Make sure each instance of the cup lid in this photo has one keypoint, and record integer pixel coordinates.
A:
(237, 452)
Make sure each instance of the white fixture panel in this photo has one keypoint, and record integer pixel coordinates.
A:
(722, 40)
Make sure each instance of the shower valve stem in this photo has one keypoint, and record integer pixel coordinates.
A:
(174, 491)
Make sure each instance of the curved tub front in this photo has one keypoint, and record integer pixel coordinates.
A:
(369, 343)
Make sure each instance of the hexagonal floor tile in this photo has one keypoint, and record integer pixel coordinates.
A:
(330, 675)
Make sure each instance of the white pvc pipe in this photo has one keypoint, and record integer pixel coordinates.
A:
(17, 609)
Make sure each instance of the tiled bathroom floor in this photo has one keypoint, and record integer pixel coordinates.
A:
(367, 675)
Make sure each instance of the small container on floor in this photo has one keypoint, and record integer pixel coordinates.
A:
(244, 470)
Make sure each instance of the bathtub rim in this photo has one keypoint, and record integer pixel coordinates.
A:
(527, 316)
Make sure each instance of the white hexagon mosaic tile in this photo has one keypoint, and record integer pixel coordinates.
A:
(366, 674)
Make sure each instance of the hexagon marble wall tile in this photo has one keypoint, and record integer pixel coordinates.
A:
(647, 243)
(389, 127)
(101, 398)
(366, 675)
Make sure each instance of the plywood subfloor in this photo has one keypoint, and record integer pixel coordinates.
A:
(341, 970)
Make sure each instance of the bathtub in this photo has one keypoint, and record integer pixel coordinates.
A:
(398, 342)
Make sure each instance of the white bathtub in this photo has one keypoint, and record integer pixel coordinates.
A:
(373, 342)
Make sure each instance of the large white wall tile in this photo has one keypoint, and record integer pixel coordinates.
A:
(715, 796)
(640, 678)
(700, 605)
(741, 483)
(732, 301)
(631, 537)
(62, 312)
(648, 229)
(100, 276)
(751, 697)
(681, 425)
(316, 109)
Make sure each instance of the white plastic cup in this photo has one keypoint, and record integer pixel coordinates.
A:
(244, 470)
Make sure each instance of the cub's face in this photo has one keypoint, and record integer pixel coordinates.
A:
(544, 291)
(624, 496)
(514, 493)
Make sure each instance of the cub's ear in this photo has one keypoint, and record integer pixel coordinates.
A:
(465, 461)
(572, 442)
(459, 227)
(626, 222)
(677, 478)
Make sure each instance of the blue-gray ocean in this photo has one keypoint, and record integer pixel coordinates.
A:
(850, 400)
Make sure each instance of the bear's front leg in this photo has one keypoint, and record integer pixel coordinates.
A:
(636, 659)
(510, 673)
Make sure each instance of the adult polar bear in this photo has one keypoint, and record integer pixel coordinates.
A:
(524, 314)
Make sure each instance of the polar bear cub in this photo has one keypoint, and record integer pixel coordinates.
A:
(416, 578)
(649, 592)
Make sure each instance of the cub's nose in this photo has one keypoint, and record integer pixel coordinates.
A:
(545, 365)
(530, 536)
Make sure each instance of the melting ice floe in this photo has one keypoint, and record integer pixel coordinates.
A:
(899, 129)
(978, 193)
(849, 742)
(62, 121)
────────────────
Write out every one of the entries above again, word for word, without changing anything.

Make sure each instance of the cup lid in this photo has one keypoint, and record integer pixel coordinates.
A:
(237, 452)
Make sure each instance of the white fixture panel in this photo has one keypoint, and record integer pixel coordinates.
A:
(722, 40)
Make sure each instance of the shower valve stem in this photo has one keypoint, and record integer pixel coordinates.
A:
(174, 491)
Make sure each instance of the curved tub front in this photo has one keypoint, and record integer pixel coordinates.
A:
(369, 343)
Make sure each instance of the hexagonal floor tile in this photo has one keypoint, and record integer pixel coordinates.
A:
(330, 675)
Make sure each instance of the white pvc pipe in this photo has one keypoint, and record integer pixel coordinates.
A:
(17, 609)
Make sure each instance of the tiled bathroom floor in this photo has one keypoint, and record integer pixel coordinates.
A:
(367, 675)
Make sure each instance of the small container on floor in this photo has one keypoint, and record integer pixel coordinates.
A:
(244, 470)
Make sure each instance of the bathtub rim in this photo has one keypoint, and record integer pixel coordinates.
A:
(527, 316)
Make sure each instance of the white hexagon mosaic tile in this photo has one keypoint, and record integer pixel coordinates.
A:
(366, 674)
Make sure each instance of the hexagon marble wall tile in this photo has one keypoint, and record integer pixel coordinates.
A:
(647, 243)
(389, 127)
(101, 398)
(366, 675)
Make sure each instance of the plywood subfloor in this photo has one keypoint, and record integer pixel coordinates.
A:
(341, 970)
Make sure each instance of the bathtub in this photo has one keypoint, and record integer pixel coordinates.
A:
(398, 342)
Make sure each instance of the white bathtub in this photo has one keypoint, and record integer pixel coordinates.
A:
(373, 342)
Make sure each instance of the large white wall tile in this photo has one keypoint, and record integer pixel coordinates.
A:
(715, 796)
(640, 678)
(700, 605)
(741, 483)
(732, 301)
(631, 537)
(62, 312)
(648, 229)
(100, 276)
(751, 697)
(681, 425)
(316, 109)
Make sure each instance of the white plastic cup in this photo has one keypoint, and record integer pixel coordinates.
A:
(244, 470)
Make sure each instance of the cub's face in this photo has one keypoint, and record integer pixel coordinates.
A:
(544, 291)
(624, 496)
(514, 493)
Make sure each instance of the cub's ear in this photo has one keypoint, and record integer pixel coordinates.
A:
(465, 461)
(572, 442)
(459, 227)
(626, 222)
(677, 478)
Make sure each instance of the blue-gray ocean in this photo has one keypoint, and record integer pixel coordinates.
A:
(850, 400)
Make sure each instance of the bear's front leg in this photo has one keypoint, and record integer pixel coordinates.
A:
(636, 659)
(510, 673)
Make sure each instance of the adult polar bear in this photo has one keypoint, and record integer pixel coordinates.
A:
(524, 314)
Make sure each instance of the polar bear cub in this photo has one keypoint, and record integer pixel coordinates.
A:
(416, 578)
(649, 592)
Make sure each instance of the cub's nose in this photo has one keypoint, and record integer pixel coordinates.
A:
(545, 365)
(530, 536)
Make sure each instance of the melting ice floe in this photo has one keypoint, and record integer pixel coordinates.
A:
(899, 129)
(978, 193)
(849, 742)
(62, 121)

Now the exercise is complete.